Exactly as given, reproduce the records in full.

# Dataset entries:
== Segment start ==
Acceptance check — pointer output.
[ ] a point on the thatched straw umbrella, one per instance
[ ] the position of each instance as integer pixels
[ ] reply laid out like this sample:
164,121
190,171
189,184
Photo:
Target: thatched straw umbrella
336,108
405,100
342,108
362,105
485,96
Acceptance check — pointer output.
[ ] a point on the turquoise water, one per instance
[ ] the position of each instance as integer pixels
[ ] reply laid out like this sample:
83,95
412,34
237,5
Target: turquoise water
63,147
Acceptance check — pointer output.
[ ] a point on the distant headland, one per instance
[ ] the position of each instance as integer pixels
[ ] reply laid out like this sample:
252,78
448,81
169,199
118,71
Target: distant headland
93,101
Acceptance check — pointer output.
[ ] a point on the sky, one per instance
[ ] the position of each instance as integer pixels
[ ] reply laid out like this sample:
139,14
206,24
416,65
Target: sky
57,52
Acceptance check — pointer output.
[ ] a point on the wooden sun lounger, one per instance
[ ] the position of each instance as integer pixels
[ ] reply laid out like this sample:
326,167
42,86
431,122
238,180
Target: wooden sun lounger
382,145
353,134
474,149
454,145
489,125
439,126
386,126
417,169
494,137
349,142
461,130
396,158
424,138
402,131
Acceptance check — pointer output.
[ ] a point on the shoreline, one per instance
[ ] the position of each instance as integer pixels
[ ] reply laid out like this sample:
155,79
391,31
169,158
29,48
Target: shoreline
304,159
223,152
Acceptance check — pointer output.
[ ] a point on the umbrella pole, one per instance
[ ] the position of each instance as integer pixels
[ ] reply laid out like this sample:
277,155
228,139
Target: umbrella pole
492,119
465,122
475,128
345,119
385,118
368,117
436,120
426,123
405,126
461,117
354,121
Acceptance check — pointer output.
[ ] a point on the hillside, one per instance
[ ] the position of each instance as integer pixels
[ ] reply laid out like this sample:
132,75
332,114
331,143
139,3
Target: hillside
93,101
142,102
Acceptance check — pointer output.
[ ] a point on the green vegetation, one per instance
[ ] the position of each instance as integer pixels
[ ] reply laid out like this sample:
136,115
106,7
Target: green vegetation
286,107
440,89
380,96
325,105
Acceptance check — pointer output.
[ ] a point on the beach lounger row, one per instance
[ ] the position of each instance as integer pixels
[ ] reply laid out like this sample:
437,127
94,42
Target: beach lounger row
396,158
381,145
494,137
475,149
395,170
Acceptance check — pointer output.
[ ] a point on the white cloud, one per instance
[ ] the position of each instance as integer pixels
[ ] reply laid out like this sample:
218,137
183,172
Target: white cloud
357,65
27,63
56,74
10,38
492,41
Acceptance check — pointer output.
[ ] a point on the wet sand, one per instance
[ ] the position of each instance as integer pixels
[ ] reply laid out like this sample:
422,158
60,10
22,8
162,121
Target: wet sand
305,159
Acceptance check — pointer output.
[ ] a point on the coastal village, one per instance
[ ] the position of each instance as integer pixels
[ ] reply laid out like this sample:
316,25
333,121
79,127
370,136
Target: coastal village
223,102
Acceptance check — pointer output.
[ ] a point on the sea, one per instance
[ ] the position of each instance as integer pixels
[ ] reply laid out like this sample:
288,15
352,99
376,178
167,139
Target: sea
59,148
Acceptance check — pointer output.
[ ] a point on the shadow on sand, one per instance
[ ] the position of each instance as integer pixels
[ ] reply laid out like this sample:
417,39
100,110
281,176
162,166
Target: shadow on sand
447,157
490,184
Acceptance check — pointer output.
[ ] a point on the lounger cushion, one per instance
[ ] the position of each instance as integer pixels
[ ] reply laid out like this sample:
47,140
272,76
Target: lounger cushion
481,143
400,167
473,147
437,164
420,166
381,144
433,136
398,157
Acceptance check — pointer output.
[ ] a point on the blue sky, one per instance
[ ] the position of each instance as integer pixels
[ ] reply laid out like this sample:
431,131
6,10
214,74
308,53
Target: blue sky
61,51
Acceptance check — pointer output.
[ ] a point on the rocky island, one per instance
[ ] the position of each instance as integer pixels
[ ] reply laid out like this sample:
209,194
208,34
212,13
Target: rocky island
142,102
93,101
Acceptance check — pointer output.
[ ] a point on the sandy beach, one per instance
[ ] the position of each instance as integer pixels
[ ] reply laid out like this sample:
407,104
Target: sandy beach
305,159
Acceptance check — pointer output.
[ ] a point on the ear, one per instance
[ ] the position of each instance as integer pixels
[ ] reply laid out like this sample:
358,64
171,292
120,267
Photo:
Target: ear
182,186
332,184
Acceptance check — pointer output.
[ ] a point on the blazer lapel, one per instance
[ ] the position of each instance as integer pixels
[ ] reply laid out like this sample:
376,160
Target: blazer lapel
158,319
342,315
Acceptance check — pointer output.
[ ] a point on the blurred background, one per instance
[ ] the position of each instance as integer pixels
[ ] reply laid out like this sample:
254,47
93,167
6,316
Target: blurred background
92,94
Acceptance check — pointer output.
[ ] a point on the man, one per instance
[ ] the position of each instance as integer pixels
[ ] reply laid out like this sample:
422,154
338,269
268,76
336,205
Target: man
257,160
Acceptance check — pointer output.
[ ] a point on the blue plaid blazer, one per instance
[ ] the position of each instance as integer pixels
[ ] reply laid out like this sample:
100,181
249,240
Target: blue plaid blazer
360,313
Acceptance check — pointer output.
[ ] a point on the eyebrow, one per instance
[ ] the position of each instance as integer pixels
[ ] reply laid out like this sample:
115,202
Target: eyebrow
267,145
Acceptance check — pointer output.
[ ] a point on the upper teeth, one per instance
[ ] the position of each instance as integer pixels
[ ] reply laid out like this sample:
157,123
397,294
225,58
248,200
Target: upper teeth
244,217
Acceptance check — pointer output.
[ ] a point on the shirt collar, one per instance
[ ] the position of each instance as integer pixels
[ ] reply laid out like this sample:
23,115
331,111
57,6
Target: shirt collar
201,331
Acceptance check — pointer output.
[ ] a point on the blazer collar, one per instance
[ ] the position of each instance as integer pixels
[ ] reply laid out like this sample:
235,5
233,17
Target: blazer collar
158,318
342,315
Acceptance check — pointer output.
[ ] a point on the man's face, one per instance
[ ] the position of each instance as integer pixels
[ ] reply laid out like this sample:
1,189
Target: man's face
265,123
== Segment end ==
# Task result:
Acceptance check — pointer output.
[ ] a point on the thatched straw umbrella, one per instance
[ ] the position of each instance as integer pixels
[ ] reply laid out like this sample:
164,121
190,171
189,184
Photo:
Target: thatched straw umbrella
336,108
405,100
342,108
362,105
485,96
Acceptance check — pointer output.
[ ] a point on the turquoise water, one per instance
[ ] the position of each instance as integer pixels
[ ] reply laid out like this sample:
83,95
412,34
237,5
Target: turquoise water
63,147
Acceptance check — pointer output.
[ ] a point on the distant headland, one per instance
[ ] the position of each instance as integer pixels
[ ] reply laid out like this sample:
252,78
448,81
169,199
118,71
Target: distant headland
93,101
Acceptance check — pointer output.
[ ] a point on the sky, one per instance
[ ] the position of each instance as integer pixels
[ ] reply laid out like this sample:
139,14
206,24
416,65
Target: sky
57,52
Acceptance check — pointer output.
[ ] a point on the wooden sun lounger, one per instance
[ ] the position of each instance as integer pixels
[ ] reply laid out like this sample:
326,167
42,86
431,122
238,180
Target: wooden sun lounger
382,145
353,134
474,149
454,145
489,125
439,126
386,126
417,169
494,137
349,142
461,130
396,158
424,138
402,131
Acceptance check — pointer output.
[ ] a point on the shoreline, one per instance
[ ] the position of each instance as integer pixels
[ ] reply laid out like this sample:
155,79
391,31
169,158
29,48
Target: shoreline
304,159
223,152
Acceptance check — pointer output.
[ ] a point on the umbrella pole, one per instance
[ ] the position of each instance as integer pixels
[ ] reply laid out like this sample:
277,155
228,139
Target: umbrella pole
492,119
465,122
475,128
345,119
385,118
368,117
436,120
426,123
405,126
461,117
354,121
Acceptance check — pointer output.
[ ] a point on the hillside, one per instance
[ ] the position of each instance as integer pixels
[ ] reply laid out like this sample:
132,75
332,114
331,143
139,3
Target: hillside
93,101
142,102
Acceptance check — pointer output.
[ ] a point on the green vegetation, one per instance
[ ] the position of each instance as integer pixels
[ ] reply laid out like this sample:
136,115
106,7
Target: green vegetation
286,107
440,89
380,96
325,105
Acceptance check — pointer output.
[ ] a point on the beach lounger row, one per instance
[ ] the position of each instance as integer pixels
[ ] reply laid out like this sample:
437,127
94,42
Target: beach lounger row
396,158
381,145
494,137
475,149
395,170
Acceptance check — pointer output.
[ ] a point on the white cloud, one per instance
[ ] the position of each instance as integer pixels
[ ] reply laid out like this sample:
218,137
183,172
Target: white cloud
357,65
27,63
56,74
10,38
492,41
Acceptance check — pointer output.
[ ] a point on the wet sand, one per instance
[ ] the position of each instance as integer pixels
[ ] reply laid out like this sample:
422,158
60,10
22,8
162,121
Target: wet sand
305,159
Acceptance check — pointer output.
[ ] a point on the coastal village, one per instance
[ ] the position of each instance as integer pixels
[ ] reply laid out like this sample:
316,25
333,121
79,127
370,136
Target: coastal village
223,102
Acceptance check — pointer output.
[ ] a point on the sea, one per instance
[ ] the position of each instance as integer pixels
[ ] reply laid out like this sample:
288,15
352,99
376,178
167,139
Target: sea
59,148
Acceptance check — pointer output.
[ ] a point on the shadow on sand, one per instance
[ ] the position of each instance as integer pixels
[ ] reply laid out like this sample:
417,39
100,110
281,176
162,166
Target: shadow on sand
447,157
490,184
Acceptance check — pointer output.
[ ] a point on the lounger cushion, one per instance
[ ] the position of each instance as integer pixels
[ ] reply laid out like this sample:
47,140
272,76
Target: lounger cushion
481,143
400,167
473,147
437,164
420,166
381,144
433,136
398,157
Acceptance check — pointer output.
[ ] a point on the blue sky, one per instance
[ ] the position of each instance as integer pixels
[ ] reply laid out like this sample:
431,131
6,10
214,74
308,53
Target: blue sky
61,51
Acceptance check — pointer output.
[ ] a point on the rocky island, one per instance
[ ] the position of each instance as integer pixels
[ ] reply laid out like this sample:
209,194
208,34
212,13
Target: rocky island
142,102
93,101
Acceptance check — pointer output.
[ ] a point on the sandy beach, one per instance
[ ] the position of each instance as integer pixels
[ ] reply laid out like this sample:
407,104
Target: sandy beach
305,159
Acceptance check — pointer output.
[ ] a point on the ear, one per instance
[ ] the position of each instance as integer pixels
[ ] reply laid out like this sample:
358,64
171,292
120,267
Photo:
Target: ear
182,186
332,184
Acceptance check — pointer output.
[ ] a point on the blazer lapel, one per instance
[ ] the position of each instance as integer pixels
[ ] reply laid out like this sample:
376,160
Target: blazer lapel
158,319
342,315
Acceptance check — pointer output.
[ ] a point on the blurred background, one per instance
[ ] the position of each instance as integer pixels
[ ] reply laid out like this sample:
254,47
93,167
6,316
Target: blurred background
92,94
Acceptance check — pointer output.
[ ] a point on the man, one per instance
[ ] the position of each instance as integer pixels
[ ] reply laid out like this sample:
422,154
338,269
268,76
336,205
Target: man
257,160
Acceptance check — pointer output.
[ ] a point on the blue plaid blazer, one per instance
[ ] the position of each instance as integer pixels
[ ] reply laid out like this sample:
100,181
249,240
Target: blue plaid blazer
360,313
Acceptance check — pointer output.
[ ] a point on the eyebrow, one per instance
[ ] the position of each instance as integer pixels
[ ] reply laid out like this sample:
115,202
Target: eyebrow
267,145
Acceptance check — pointer output.
[ ] a point on the upper teeth, one per instance
[ ] the position of each instance as integer pixels
[ ] reply laid out like this sample:
157,123
397,294
225,58
248,200
Target: upper teeth
244,217
Acceptance check — pointer output.
[ ] a point on the shirt collar, one per instance
[ ] the position of each instance as integer pixels
[ ] reply laid out like this sample:
23,115
331,111
57,6
Target: shirt collar
201,331
Acceptance check — pointer output.
[ ] a point on the blazer collar, one per instance
[ ] the position of each instance as integer pixels
[ ] reply laid out like this sample:
235,5
233,17
Target: blazer collar
158,318
342,315
Acceptance check — pointer output.
[ ] a point on the man's face, one per instance
[ ] the position of each instance as integer pixels
[ ] reply laid out like this sample:
1,189
Target: man's face
265,123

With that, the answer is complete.